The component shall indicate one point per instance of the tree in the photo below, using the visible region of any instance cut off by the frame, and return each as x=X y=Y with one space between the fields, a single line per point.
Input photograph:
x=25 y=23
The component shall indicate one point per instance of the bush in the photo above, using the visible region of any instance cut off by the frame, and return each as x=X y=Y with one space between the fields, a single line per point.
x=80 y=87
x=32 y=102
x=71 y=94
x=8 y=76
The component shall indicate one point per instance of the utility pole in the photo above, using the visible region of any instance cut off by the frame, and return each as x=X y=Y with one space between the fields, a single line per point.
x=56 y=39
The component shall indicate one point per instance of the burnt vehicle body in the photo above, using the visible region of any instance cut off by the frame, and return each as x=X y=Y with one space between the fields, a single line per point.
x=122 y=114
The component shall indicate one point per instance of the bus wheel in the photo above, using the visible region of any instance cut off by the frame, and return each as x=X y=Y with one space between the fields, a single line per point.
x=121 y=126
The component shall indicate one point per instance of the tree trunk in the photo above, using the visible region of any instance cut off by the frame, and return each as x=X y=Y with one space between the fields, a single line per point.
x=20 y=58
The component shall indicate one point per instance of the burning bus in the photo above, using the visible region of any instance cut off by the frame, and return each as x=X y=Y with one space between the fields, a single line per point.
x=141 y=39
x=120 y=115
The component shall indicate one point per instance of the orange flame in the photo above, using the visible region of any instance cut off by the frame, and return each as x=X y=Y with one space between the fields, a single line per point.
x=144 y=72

-*-*-

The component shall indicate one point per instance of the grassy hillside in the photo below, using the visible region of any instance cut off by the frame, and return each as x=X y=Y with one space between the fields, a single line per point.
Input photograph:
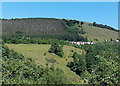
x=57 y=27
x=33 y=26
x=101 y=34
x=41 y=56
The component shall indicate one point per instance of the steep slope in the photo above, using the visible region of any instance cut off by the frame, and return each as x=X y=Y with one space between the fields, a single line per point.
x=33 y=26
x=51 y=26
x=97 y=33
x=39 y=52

-*-*-

Reproduce verbatim the lines of the data above, beginning with the line that contains "the bus wheel" and continuing through the line that contains "x=120 y=115", with both of those lines included.

The component shall indicate one point per instance of the bus wheel in the photo above, using the visible region of any instance cut off by the frame, and return each as x=X y=Y with one space between the fields, a single line per point.
x=121 y=126
The component shall indicate one point per instance of the tree trunk in the photo above, using the visible region of any instance cut off by the frame, and return each as x=X y=Y with one space between the fields, a single line per point.
x=20 y=58
The component shall indicate one point per instance of the burning bus in the photo above, using the visible region of any instance cut off by the frame, and return each as x=X y=Y with one space between the fields, a single line per point.
x=141 y=39
x=120 y=115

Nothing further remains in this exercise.